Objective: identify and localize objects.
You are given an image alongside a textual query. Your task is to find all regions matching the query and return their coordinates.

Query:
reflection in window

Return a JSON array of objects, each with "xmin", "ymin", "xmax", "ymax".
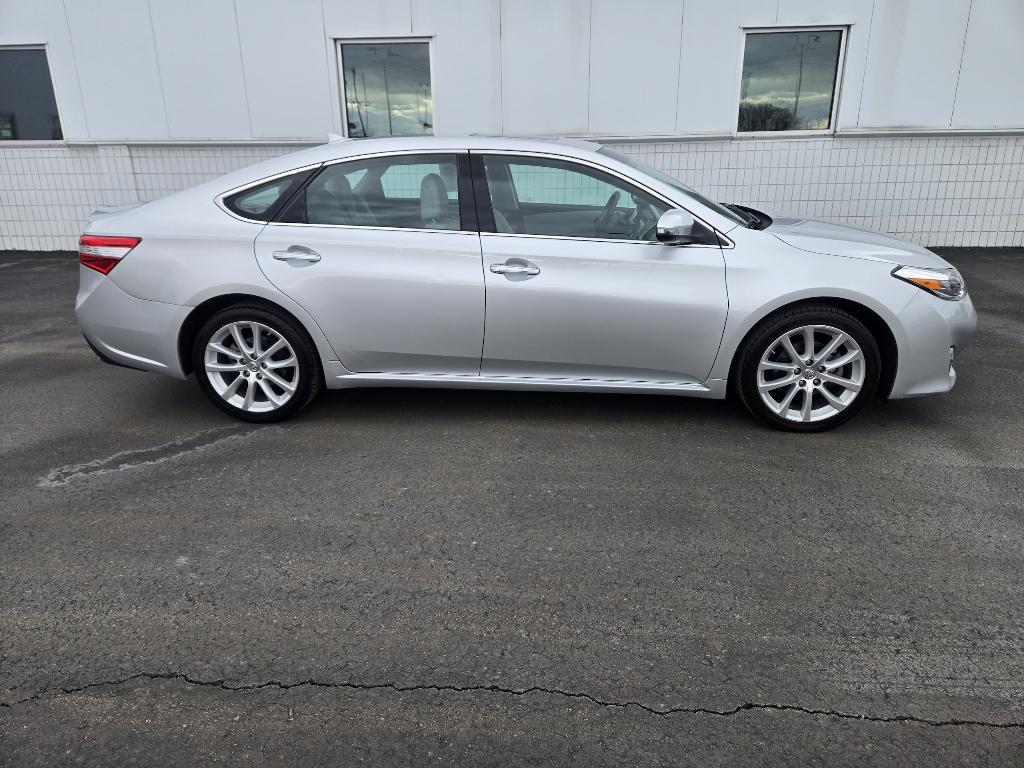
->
[
  {"xmin": 736, "ymin": 30, "xmax": 843, "ymax": 132},
  {"xmin": 0, "ymin": 48, "xmax": 63, "ymax": 140},
  {"xmin": 341, "ymin": 43, "xmax": 434, "ymax": 138}
]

_WORK REQUIRED_:
Render the rows above as a Markdown table with two columns, No. and Text, giving each non-blank line its own numbered entry in order. Leave the pictures out.

_ANSWER BELOW_:
| No. | Text |
|---|---|
| 1 | Objective: identify and localize objects. |
| 2 | You are given an image alongside a textual query. Your task is to find all regions matching the query and return their coordinates. |
| 3 | Query: |
| 4 | reflection in window |
| 5 | Return a JSON array of objects, each with "xmin", "ymin", "xmax", "ymax". |
| 6 | -> |
| 7 | [ |
| 8 |   {"xmin": 736, "ymin": 30, "xmax": 843, "ymax": 132}, |
| 9 |   {"xmin": 0, "ymin": 48, "xmax": 63, "ymax": 140}, |
| 10 |   {"xmin": 341, "ymin": 43, "xmax": 434, "ymax": 138} |
| 11 | ] |